PROVIDED PASSAGE
--- start ---
In [1]:
from pylab import *
%matplotlib inline
import caffe
import os
os.chdir('/home/mckc/image class/')

In [2]:
from caffe import layers as L, params as P

def lenet(data_location, batch_size):
    # our version of LeNet: a series of linear and simple nonlinear transformations
    n = caffe.NetSpec()
    
    n.data, n.label = L.ImageData(batch_size=batch_size,  source=data_location,
                             transform_param=(dict(scale=1./255,mirror=True,crop_size= 224)), ntop=2)
    
    n.conv1 = L.Convolution(n.data, kernel_size=5, num_output=20, weight_filler=dict(type='xavier'))
    n.pool1 = L.Pooling(n.conv1, kernel_size=2, stride=2, pool=P.Pooling.MAX)
    n.conv2 = L.Convolution(n.pool1, kernel_size=5, num_output=50, weight_filler=dict(type='xavier'))
    n.pool2 = L.Pooling(n.conv2, kernel_size=2, stride=2, pool=P.Pooling.MAX)
    n.fc1 =   L.InnerProduct(n.pool2, num_output=500, weight_filler=dict(type='xavier'))
    n.relu1 = L.ReLU(n.fc1, in_place=True)
    n.score = L.InnerProduct(n.relu1, num_output=2, weight_filler=dict(type='xavier'))
    n.loss =  L.SoftmaxWithLoss(n.score, n.label)
    
    return n.to_proto()
    
with open('lenet_auto_train.prototxt', 'w') as f:
    f.write(str(lenet('caffe_train.txt', 2)))
    
with open('lenet_auto_test.prototxt', 'w') as f:
    f.write(str(lenet('caffe_validate.txt', 2)))

In [3]:
!cat lenet_auto_train.prototxt


layer {
  name: "data"
  type: "ImageData"
  top: "data"
  top: "label"
  transform_param {
    scale: 0.00392156862745
    mirror: true
    crop_size: 224
  }
  image_data_param {
    source: "caffe_train.txt"
    batch_size: 2
  }
}
layer {
  name: "conv1"
  type: "Convolution"
  bottom: "data"
  top: "conv1"
  convolution_param {
    num_output: 20
    kernel_size: 5
    weight_filler {
      type: "xavier"
    }
  }
}
layer {
  name: "pool1"
  type: "Pooling"
  bottom: "conv1"
  top: "pool1"
  pooling_param {
    pool: MAX
    kernel_size: 2
    stride: 2
  }
}
layer {
  name: "conv2"
  type: "Convolution"
  bottom: "pool1"
  top: "conv2"
--- end ---
SUPPLIED MATERIAL
--- start ---
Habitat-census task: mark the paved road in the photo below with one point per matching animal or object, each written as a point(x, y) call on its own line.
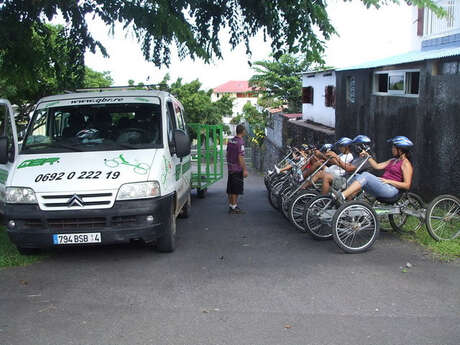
point(234, 279)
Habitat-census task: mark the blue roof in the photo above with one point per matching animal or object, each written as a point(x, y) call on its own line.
point(412, 56)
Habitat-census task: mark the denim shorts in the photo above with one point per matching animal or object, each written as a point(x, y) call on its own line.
point(374, 186)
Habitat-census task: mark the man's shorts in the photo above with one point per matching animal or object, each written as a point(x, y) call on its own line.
point(339, 183)
point(235, 183)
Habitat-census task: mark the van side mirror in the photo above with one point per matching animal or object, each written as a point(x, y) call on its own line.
point(182, 141)
point(3, 150)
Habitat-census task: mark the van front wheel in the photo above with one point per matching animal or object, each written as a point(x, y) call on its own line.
point(186, 209)
point(167, 242)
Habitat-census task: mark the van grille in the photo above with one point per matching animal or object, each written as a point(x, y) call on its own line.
point(76, 223)
point(75, 201)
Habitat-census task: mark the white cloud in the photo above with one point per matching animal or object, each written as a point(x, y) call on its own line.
point(365, 34)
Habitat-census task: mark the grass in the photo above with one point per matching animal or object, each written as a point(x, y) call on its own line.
point(9, 255)
point(444, 250)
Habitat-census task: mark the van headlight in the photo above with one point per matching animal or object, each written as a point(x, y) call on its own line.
point(139, 190)
point(20, 195)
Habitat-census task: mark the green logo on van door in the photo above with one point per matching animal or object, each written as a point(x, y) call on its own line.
point(38, 162)
point(3, 176)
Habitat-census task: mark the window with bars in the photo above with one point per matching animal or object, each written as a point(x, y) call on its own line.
point(307, 94)
point(329, 96)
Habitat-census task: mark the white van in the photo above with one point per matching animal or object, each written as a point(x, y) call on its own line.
point(96, 168)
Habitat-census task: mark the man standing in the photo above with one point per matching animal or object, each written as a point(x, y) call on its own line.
point(236, 169)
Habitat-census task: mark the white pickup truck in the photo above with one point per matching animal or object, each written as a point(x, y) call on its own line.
point(95, 168)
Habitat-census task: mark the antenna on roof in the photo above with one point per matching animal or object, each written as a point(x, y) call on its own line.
point(123, 88)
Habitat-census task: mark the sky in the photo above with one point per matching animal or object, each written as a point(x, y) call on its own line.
point(365, 35)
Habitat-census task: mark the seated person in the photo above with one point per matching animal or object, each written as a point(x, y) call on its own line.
point(76, 124)
point(334, 170)
point(299, 155)
point(103, 123)
point(397, 173)
point(361, 142)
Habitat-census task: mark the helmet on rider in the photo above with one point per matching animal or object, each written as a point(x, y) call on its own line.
point(344, 141)
point(362, 142)
point(401, 141)
point(326, 147)
point(361, 139)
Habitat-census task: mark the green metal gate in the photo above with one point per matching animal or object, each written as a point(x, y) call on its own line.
point(208, 160)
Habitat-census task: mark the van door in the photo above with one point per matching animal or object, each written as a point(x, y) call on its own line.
point(186, 171)
point(8, 129)
point(175, 161)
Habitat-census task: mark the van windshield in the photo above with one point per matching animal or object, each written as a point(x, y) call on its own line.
point(97, 127)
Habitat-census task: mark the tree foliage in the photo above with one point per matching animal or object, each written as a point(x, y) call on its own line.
point(257, 121)
point(198, 106)
point(194, 27)
point(94, 79)
point(280, 81)
point(54, 68)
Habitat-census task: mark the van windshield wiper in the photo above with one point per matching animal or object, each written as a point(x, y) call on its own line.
point(54, 144)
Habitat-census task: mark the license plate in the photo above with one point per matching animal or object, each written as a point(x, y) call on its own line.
point(92, 237)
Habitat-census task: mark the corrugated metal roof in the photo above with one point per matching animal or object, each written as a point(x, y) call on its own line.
point(407, 58)
point(318, 71)
point(233, 86)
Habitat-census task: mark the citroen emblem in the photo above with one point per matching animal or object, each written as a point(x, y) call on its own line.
point(75, 200)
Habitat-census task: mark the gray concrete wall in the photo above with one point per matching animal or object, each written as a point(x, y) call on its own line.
point(431, 120)
point(284, 132)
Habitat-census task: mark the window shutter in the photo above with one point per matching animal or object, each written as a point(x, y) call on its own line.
point(420, 21)
point(307, 95)
point(333, 97)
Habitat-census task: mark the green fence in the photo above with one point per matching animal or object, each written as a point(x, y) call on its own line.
point(208, 160)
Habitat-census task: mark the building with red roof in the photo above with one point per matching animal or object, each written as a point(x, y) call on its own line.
point(242, 94)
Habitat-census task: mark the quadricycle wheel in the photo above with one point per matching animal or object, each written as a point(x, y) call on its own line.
point(355, 227)
point(318, 215)
point(297, 207)
point(404, 222)
point(443, 218)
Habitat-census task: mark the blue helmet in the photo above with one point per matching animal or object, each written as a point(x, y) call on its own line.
point(401, 141)
point(361, 139)
point(344, 141)
point(326, 147)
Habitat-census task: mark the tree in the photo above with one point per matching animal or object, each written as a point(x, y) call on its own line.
point(280, 81)
point(198, 105)
point(94, 79)
point(55, 68)
point(257, 121)
point(192, 26)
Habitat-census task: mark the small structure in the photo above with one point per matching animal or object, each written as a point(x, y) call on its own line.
point(242, 94)
point(414, 94)
point(318, 97)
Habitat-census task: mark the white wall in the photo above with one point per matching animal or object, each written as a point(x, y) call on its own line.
point(238, 103)
point(318, 112)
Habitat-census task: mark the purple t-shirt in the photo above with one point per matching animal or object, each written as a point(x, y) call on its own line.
point(235, 148)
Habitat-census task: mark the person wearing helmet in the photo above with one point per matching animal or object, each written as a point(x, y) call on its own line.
point(361, 143)
point(299, 155)
point(397, 173)
point(327, 175)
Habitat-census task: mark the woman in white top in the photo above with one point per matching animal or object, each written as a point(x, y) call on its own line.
point(334, 170)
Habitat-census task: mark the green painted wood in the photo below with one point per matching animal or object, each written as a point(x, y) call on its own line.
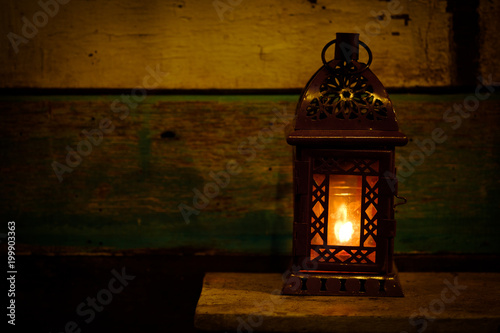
--- end ---
Write what comes next in the Caffe LeNet notebook, picking up right after its last line.

  convolution_param {
    num_output: 50
    kernel_size: 5
    weight_filler {
      type: "xavier"
    }
  }
}
layer {
  name: "pool2"
  type: "Pooling"
  bottom: "conv2"
  top: "pool2"
  pooling_param {
    pool: MAX
    kernel_size: 2
    stride: 2
  }
}
layer {
  name: "fc1"
  type: "InnerProduct"
  bottom: "pool2"
  top: "fc1"
  inner_product_param {
    num_output: 500
    weight_filler {
      type: "xavier"
    }
  }
}
layer {
  name: "relu1"
  type: "ReLU"
  bottom: "fc1"
  top: "fc1"
}
layer {
  name: "score"
  type: "InnerProduct"
  bottom: "fc1"
  top: "score"
  inner_product_param {
    num_output: 2
    weight_filler {
      type: "xavier"
    }
  }
}
layer {
  name: "loss"
  type: "SoftmaxWithLoss"
  bottom: "score"
  bottom: "label"
  top: "loss"
}

In [4]:
from caffe.proto import caffe_pb2

def solver(train_net_path, test_net_path):
    s = caffe_pb2.SolverParameter()

    # Specify locations of the train and test networks.
    s.train_net = train_net_path
    s.test_net.append(test_net_path)

    s.test_interval = 10  # Test after every 1000 training iterations.
    s.test_iter.append(250) # Test 250 "batches" each time we test.

    s.max_iter = 10000      # # of times to update the net (training iterations)

    # Set the initial learning rate for stochastic gradient descent (SGD).
    s.base_lr = 0.0001        

    # Set `lr_policy` to define how the learning rate changes during training.
    # Here, we 'step' the learning rate by multiplying it by a factor `gamma`
    # every `stepsize` iterations.
    s.lr_policy = 'step'
    s.gamma = 0.1
    #s.stepsize = 5000

    # Set other optimization parameters. Setting a non-zero `momentum` takes a
    # weighted average of the current gradient and previous gradients to make
    # learning more stable. L2 weight decay regularizes learning, to help prevent
    # the model from overfitting.
    s.momentum = 0.9
    s.weight_decay = 5e-4

    # Display the current training loss and accuracy every 1000 iterations.
    s.display = 1000

    # Snapshots are files used to store networks we've trained.  Here, we'll
    # snapshot every 10K iterations -- just once at the end of training.
    # For larger networks that take longer to train, you may want to set
    # snapshot < max_iter to save the network and training state to disk during
    # optimization, preventing disaster in case of machine crashes, etc.
    s.snapshot = 100
    s.snapshot_prefix= "lenet"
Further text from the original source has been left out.